Text segment section start

Books on Photographs

ocean-photographer

October 3, 2022

779. Books on photographs

Further Reading:

Yann Arthus-Bertrand Our Living Earth: A Story of People, Ecology, and Preservation, 2008.

In 1994, Yann Athus-Bertrand started a project for UNESCO photographing some of the most stunning landscapes on the planet from helicopters and hot-air balloons. This companion volume to the resulting book, The Earth from Above, discusses human activity’s impact on the world since the beginning of the Industrial Revolution.

Gail Buckland Who Shot Sports: A Photographic History, 1843 to the Present, 2016.

Gail Buckland compiled 280 sports photographs from fifty archives featuring the great photographers of the past. The athletes in the images range from legends like Muhammad Ali to largely unknown athletes in more minor sports.

Arnold Genthe and John Kuo Wei Genthe’s Photographs of San Francisco’s Old Chinatown, 1984.

Arnold Genthe shot these rare photographs of San Francisco’s Chinatown before the great earthquake and fire of 1906 leveled the area. At the time, Genthe was a German immigrant who came to the city to tutor the son of an aristocratic family. He became fascinated by Tangrenbu, as Chinatown was called, and went there often to document what he found in these photographs.

Steve Gottlieb Abandoned America, 2002.

All places and times have abandoned buildings, vehicles, and other objects from the past. Steve Gottlieb traveled the U.S. taking pictures of the things our great-grandparents and their contemporaries left behind.

Eric Greitens Strength and Compassion: Photographs and Essays by Eric Greitens, 2008.

Award-winning photographer Eric Greitens captured people’s struggles, from Rwanda to Bolivia. They are accompanied by essays on topics such as Dignity and Hope.

Igor Kostin Chernobyl: Confessions of a Reporter, 2006.

When the nuclear reactor in Chernobyl exploded in April 1986, it wasn’t just a local event. The radiation it unleashed spread globally. Photographer Igor Kostin was there to capture it all. His photographs document the accident’s aftermath, taken on visits around Russia and Ukraine, and then in Sweden and France that display the social, political, and medical fallout.

Text segment section end

Work to complete:
A: Name every country mentioned in the reading list of photography books.
B: Extend the reading list of photography books past its last entry.

Recorded information section start

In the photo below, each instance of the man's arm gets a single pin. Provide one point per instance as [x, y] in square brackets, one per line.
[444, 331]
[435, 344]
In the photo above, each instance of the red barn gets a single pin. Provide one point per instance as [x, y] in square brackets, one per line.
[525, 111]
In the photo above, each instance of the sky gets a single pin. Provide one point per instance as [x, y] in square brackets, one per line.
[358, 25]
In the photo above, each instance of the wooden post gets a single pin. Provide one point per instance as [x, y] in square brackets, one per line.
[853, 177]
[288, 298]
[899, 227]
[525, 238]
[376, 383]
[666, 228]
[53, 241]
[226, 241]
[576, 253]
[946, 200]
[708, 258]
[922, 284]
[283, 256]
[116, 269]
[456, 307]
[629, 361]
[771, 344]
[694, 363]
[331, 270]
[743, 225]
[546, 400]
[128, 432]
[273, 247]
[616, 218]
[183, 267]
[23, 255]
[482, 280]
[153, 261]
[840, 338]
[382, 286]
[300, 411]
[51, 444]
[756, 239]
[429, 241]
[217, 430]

Recorded information section end
Recorded information section start

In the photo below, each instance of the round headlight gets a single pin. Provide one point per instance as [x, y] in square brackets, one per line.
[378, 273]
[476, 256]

Recorded information section end

Answer list:
A: U.S., Rwanda, Bolivia, Russia, Ukraine, Sweden, France

B:
Thomas D. Mangelsen The Last Great Wild Places: Forty Years of Wildlife Photography by Thomas D. Mangelsen, 2014.

Like many nature photographers, Thomas D. Mangelsen is also a fierce conservationist. He takes you on a journey spanning the forty years he spent capturing elephants below Kilimanjaro in Africa to polar bears in the Arctic. This celebration of our planet’s fast-disappearing beauty serves as a call to action to save what we can.

Richard Nagler Looking at Art: The Art of Looking, 2014.

Richard Nagler went to museums across the globe, photographing people looking at works of art.

Jane Perkins and Raghu Rai His Holiness: The Fourteenth Dalai Lama, 2018.

Award-winning photographer Raghu Rai has been taking pictures of the Dalai Lama since his forced evacuation of Tibet in 1959. Jane Perkins provides the historical background for these photos of the exiled leader of Tibet.

Lisa Woollett Sea Journal, 2016.

After spending a year traversing the British shorelines, Lisa Woollett offers the photographs she took in all kinds of weather and situations, whether sheltering in a coastal cave or hanging on amid a hailstorm. In addition, she shares the stories of the history, near and far, of the scenes she captures.